D'après le texte sur le reboisement, qu'est-ce qui inquiétait les spécialistes ?

━━ Texte cité ━━

Malgré qu'il soit une nécessité le
reboisement n'obéissait pas toujours aux règles
élémentaires lui permettant d'atteindre les objectifs et les
espoirs qui lui étaient assignés. Toute la reforestation, au
regard des conditions climatiques, édaphiques et des facteurs
anthropiques; du pays reposait sur cette action où on ne maîtriser
convenablement aucun élément permettant de faire face avec le
maximum de chances de réussite. Les procédés très
simples de réintroduction d'une végétation disparue d'une
région étaient dépassés car les échecs
enregistrés inquiétaient les spécialistes. Le plus souvent
le reboisement se soldait à une action de défrichement partielle,
parés la destruction de la végétation en place par les
travaux mécaniques de préparation du sol, le taux de
réussite n'est que de 10 à 30% au maximum. Une multitude de
carences font que le reboisement même quand il est réussit
à un taux acceptable ne pourra jamais remplacer la formation
détruite par l'installation d'un écosystème. Dans la
région l'artificiel n'a jamais pu remplacer ou suppléer le
naturel et c'est pour cela qu'il est considéré comme un
délit.

━━━
━━ Extraits d'enregistrements ━━

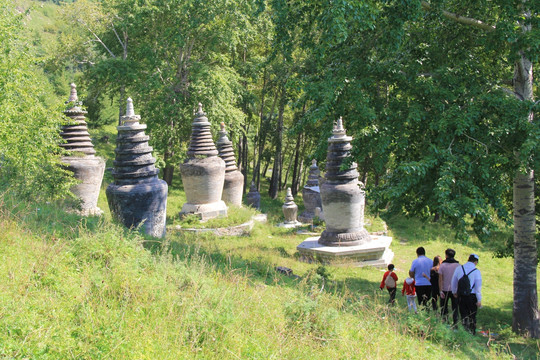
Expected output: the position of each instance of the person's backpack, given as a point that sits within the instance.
(464, 284)
(390, 282)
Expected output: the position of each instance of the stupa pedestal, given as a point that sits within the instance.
(375, 253)
(290, 210)
(203, 173)
(345, 240)
(253, 198)
(137, 197)
(311, 194)
(233, 186)
(86, 167)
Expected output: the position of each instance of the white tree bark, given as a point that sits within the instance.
(525, 317)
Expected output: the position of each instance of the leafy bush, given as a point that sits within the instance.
(29, 137)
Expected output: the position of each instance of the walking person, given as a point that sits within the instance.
(467, 287)
(390, 282)
(410, 291)
(446, 272)
(421, 269)
(434, 280)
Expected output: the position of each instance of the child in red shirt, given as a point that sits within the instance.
(410, 290)
(390, 282)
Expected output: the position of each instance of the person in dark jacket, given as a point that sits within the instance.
(390, 284)
(446, 271)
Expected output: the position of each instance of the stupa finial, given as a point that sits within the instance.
(130, 111)
(73, 94)
(289, 196)
(339, 131)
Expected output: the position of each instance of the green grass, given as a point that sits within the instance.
(87, 288)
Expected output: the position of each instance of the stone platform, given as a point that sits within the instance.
(375, 253)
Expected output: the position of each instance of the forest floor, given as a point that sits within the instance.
(88, 288)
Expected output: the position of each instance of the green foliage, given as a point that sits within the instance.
(30, 121)
(426, 99)
(89, 288)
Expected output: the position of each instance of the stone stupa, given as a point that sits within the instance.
(81, 159)
(233, 186)
(345, 240)
(311, 194)
(253, 198)
(137, 197)
(203, 173)
(290, 211)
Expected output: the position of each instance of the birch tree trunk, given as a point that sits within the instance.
(525, 310)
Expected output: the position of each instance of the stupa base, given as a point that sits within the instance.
(205, 211)
(141, 205)
(306, 217)
(375, 253)
(290, 225)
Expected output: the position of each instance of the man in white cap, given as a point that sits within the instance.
(467, 287)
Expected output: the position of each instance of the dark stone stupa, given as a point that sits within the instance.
(137, 195)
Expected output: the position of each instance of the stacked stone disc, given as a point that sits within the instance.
(233, 186)
(253, 198)
(203, 173)
(137, 197)
(290, 210)
(311, 194)
(342, 199)
(81, 159)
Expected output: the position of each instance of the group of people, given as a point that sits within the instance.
(437, 283)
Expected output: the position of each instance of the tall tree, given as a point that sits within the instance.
(427, 102)
(30, 117)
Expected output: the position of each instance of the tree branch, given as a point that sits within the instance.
(98, 39)
(461, 19)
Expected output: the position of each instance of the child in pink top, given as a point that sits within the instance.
(409, 289)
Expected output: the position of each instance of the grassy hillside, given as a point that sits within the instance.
(87, 288)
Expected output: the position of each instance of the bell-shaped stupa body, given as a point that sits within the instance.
(137, 197)
(311, 194)
(81, 159)
(233, 186)
(203, 173)
(253, 197)
(290, 211)
(342, 198)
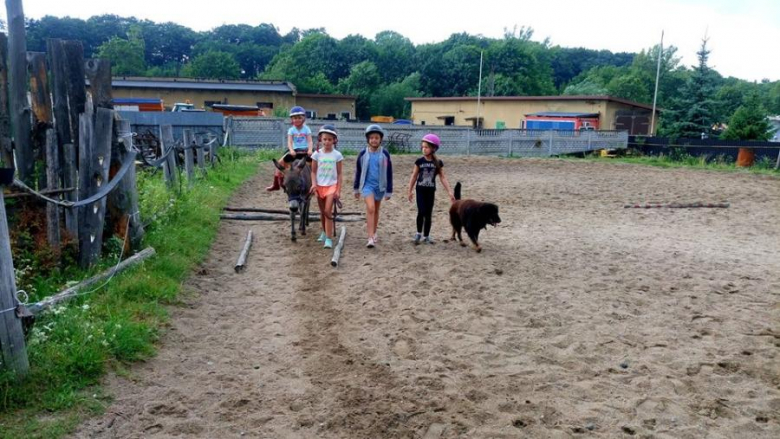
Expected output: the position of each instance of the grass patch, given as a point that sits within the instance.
(72, 346)
(764, 166)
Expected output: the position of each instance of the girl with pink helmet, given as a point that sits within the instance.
(426, 169)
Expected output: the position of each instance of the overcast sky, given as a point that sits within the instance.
(743, 34)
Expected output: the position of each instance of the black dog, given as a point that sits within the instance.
(473, 216)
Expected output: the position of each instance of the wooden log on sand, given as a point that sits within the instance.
(337, 251)
(241, 263)
(271, 217)
(676, 205)
(280, 211)
(74, 290)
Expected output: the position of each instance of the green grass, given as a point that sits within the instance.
(71, 347)
(764, 166)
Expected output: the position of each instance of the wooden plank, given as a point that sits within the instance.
(96, 164)
(75, 89)
(6, 148)
(41, 108)
(201, 156)
(279, 211)
(56, 56)
(69, 293)
(241, 263)
(169, 168)
(269, 217)
(98, 72)
(123, 200)
(189, 157)
(17, 83)
(13, 353)
(52, 183)
(70, 179)
(334, 262)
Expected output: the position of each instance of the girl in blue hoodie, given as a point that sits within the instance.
(373, 179)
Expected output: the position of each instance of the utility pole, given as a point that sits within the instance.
(657, 75)
(479, 89)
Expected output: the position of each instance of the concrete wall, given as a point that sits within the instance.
(512, 112)
(199, 97)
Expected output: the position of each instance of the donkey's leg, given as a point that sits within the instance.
(292, 226)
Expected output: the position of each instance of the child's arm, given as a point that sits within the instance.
(338, 178)
(412, 180)
(389, 192)
(358, 166)
(313, 176)
(446, 184)
(289, 145)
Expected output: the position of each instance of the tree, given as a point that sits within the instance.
(362, 81)
(749, 122)
(394, 55)
(390, 100)
(693, 113)
(213, 65)
(126, 55)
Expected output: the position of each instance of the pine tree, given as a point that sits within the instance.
(693, 113)
(749, 122)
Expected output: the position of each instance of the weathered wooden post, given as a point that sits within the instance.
(189, 157)
(52, 183)
(44, 139)
(6, 150)
(123, 201)
(94, 173)
(168, 149)
(201, 154)
(17, 81)
(13, 353)
(98, 72)
(76, 97)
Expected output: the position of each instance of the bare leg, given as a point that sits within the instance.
(371, 215)
(376, 215)
(323, 220)
(327, 211)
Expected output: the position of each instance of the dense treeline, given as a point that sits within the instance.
(383, 70)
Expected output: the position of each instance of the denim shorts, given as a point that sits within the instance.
(368, 190)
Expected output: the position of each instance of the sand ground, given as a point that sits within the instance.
(579, 319)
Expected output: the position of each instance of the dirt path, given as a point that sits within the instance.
(580, 318)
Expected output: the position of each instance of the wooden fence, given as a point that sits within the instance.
(64, 145)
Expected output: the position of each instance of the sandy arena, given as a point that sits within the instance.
(580, 318)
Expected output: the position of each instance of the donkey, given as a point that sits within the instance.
(297, 184)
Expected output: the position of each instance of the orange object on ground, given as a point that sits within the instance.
(746, 157)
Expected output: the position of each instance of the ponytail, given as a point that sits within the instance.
(436, 163)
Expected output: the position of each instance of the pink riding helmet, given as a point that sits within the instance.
(433, 140)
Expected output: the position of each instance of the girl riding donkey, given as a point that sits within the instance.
(326, 179)
(299, 145)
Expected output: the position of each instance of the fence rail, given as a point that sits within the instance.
(272, 132)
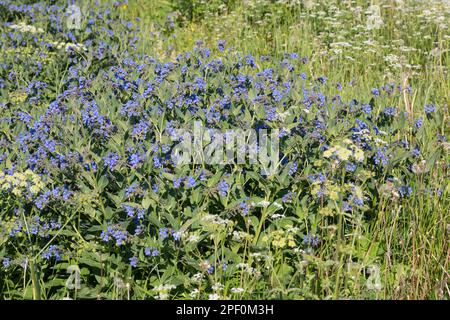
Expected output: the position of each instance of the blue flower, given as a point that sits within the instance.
(350, 167)
(221, 45)
(405, 191)
(190, 182)
(389, 111)
(111, 160)
(311, 240)
(134, 262)
(163, 233)
(223, 188)
(177, 182)
(293, 168)
(429, 109)
(6, 262)
(380, 157)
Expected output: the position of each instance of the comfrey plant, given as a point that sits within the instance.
(206, 173)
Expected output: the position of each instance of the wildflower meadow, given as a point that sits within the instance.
(240, 149)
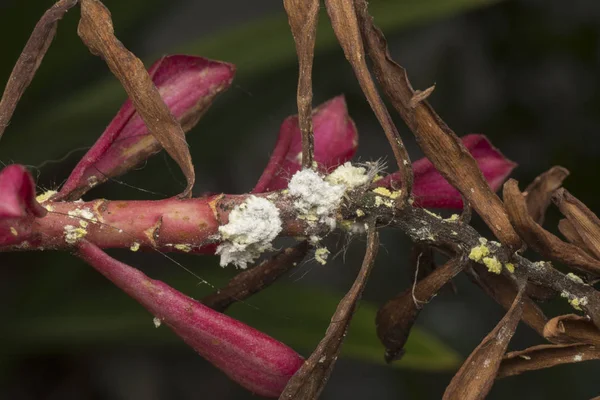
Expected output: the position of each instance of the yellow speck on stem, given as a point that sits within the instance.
(383, 191)
(493, 265)
(183, 247)
(321, 255)
(478, 252)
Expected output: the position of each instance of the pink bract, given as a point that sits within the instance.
(188, 86)
(431, 190)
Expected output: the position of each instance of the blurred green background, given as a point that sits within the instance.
(523, 72)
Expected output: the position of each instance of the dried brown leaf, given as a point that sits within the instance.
(439, 143)
(308, 382)
(476, 376)
(539, 292)
(257, 278)
(396, 318)
(570, 233)
(30, 60)
(585, 222)
(540, 240)
(96, 30)
(345, 25)
(539, 193)
(303, 16)
(503, 291)
(546, 356)
(572, 328)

━━━

Résultat ci-dessous: Les échecs enregistrés inquiétaient les spécialistes.